#### Document extract:
================================

Just as importantly, one must bear in mind that the issues in the case were framed not by the judge but by the attorneys for the two sides. And in this case, the defense strategy was to argue that ID is not religious but is rather a genuine scientific theory. From the opening statement of the defense:
Your Honor, the evidence will also demonstrate that the board quite rightly concluded that its modest curriculum change would, in fact, enhance the biology curriculum and that the primary effect of their policy would be to advance science education, not religion.
Defendants’ expert will show this Court that intelligent design theory, IDT, is science, a theory that’s advanced in terms of empirical evidence and technical knowledge proper to scientific and academic specialties. It is not religion. This expert testimony will also demonstrate that making students aware of gaps and problems in evolutionary theory is good science education.
They even brought in two of the Discovery Institute’s fellows (and tried to bring in three more) to testify in support of that strategy and argue that ID is scientific. Thus, Judge Jones had no choice but to evaluate those arguments and rule on them. It was the key argument in the case by the defense. There is a third reason why the scientific status of ID had to be ruled upon and Francisco quotes it directly in his post. In the Edwards decision, the Court specifically said that a genuinely scientific critique to evolution was permissable:
We do not imply that a legislature could never require that scientific critiques of prevailing scientific theories be taught.

================================

#### Requirement A:
According to the excerpt on the intelligent design court case, how many Discovery Institute fellows did the defense bring in to testify?
#### Requirement B:
Retype the excerpt on the intelligent design court case from "Just as importantly, one" up to and including "education, not religion.".
#### Requirement C:
Write what comes next in the excerpt on the intelligent design court case, beginning after its final sentence.

[Records contained in a dataset]
================================

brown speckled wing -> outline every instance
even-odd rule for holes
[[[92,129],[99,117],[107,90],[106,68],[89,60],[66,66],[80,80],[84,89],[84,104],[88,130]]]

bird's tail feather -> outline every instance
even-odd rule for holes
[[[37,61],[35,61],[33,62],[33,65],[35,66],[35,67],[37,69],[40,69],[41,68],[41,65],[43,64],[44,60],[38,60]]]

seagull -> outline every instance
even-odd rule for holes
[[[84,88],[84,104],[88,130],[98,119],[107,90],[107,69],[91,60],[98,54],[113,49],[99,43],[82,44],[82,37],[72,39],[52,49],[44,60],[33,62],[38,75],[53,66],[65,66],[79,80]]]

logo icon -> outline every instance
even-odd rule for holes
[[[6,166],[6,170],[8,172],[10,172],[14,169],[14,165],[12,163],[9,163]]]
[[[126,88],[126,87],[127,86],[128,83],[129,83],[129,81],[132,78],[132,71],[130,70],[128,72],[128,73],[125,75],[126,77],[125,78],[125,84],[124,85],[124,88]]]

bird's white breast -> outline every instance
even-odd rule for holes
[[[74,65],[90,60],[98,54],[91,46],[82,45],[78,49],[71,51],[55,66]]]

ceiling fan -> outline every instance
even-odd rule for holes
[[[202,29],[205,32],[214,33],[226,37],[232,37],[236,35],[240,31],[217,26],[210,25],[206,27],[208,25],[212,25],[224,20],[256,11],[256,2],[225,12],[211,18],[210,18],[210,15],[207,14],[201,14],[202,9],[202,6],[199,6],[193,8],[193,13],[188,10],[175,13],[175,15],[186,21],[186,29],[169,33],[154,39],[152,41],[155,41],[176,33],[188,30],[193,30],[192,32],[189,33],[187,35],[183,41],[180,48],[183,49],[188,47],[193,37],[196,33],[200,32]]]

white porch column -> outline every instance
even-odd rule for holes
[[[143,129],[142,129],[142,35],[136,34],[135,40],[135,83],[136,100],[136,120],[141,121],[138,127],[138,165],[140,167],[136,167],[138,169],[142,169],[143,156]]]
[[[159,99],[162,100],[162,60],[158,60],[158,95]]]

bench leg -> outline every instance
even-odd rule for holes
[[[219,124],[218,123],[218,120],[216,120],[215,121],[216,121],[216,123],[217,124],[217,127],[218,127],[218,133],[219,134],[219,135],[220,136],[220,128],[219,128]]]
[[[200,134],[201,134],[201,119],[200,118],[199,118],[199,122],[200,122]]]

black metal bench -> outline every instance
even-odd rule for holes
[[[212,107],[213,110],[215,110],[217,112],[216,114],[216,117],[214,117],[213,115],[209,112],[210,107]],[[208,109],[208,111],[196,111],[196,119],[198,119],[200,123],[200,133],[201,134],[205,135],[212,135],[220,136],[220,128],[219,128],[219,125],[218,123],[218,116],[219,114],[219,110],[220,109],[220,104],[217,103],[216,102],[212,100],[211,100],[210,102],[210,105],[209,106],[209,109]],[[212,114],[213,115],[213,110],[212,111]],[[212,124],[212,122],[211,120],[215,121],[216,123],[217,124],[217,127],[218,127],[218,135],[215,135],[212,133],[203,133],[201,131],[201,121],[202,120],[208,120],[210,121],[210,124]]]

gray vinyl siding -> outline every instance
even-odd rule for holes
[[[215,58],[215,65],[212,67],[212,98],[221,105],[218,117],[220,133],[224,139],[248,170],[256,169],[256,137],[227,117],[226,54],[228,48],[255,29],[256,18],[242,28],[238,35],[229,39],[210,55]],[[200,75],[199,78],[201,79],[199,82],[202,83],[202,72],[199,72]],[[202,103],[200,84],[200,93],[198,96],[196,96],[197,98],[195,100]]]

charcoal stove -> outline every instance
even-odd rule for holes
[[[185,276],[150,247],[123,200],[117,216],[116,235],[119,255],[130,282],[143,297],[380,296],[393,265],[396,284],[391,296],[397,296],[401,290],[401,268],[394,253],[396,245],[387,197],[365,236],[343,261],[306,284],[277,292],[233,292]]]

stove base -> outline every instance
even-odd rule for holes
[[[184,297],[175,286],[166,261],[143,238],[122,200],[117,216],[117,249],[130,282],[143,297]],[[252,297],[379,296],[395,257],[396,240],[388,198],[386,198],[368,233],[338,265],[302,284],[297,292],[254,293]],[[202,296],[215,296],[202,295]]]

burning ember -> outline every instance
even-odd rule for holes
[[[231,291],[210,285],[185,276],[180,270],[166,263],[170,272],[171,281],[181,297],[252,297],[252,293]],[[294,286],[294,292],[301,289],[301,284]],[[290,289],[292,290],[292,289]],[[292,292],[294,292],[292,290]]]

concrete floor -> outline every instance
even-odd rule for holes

================================

#### Result A:
Two, and it tried to bring in three more.

#### Result B:
Just as importantly, one must bear in mind that the issues in the case were framed not by the judge but by the attorneys for the two sides. And in this case, the defense strategy was to argue that ID is not religious but is rather a genuine scientific theory. From the opening statement of the defense:
Your Honor, the evidence will also demonstrate that the board quite rightly concluded that its modest curriculum change would, in fact, enhance the biology curriculum and that the primary effect of their policy would be to advance science education, not religion.

#### Result C:
Francisco quotes this but doesn’t take the obvious next step – the court says a scientific critique is allowed but who decides whether the critique is scientific or not? Only the judge can do that, of course. The legislature in Louisiana asserted that creation science was scientific and not religious as well, but the court found otherwise. So Judge Jones simply had no choice but to rule on that question. The defense was arguing that it fit that exception carved out in Edwards and the plaintiffs said otherwise. The judge must rule on that issue or he’s not following precedent.
It is ironic that the Discovery Institute would send its own fellows to testify that ID is science and then claim, when the ruling went against them, that the judge has no authority to rule on that issue. Had the judge ruled instead that ID is legitimately scientific, do you think we would be hearing about his lack of authority to do so? I’d put the odds of that well on the other side of Dembski’s universal probability boundary. So we’ve got a new contributor peddling the same old hypocritical nonsense.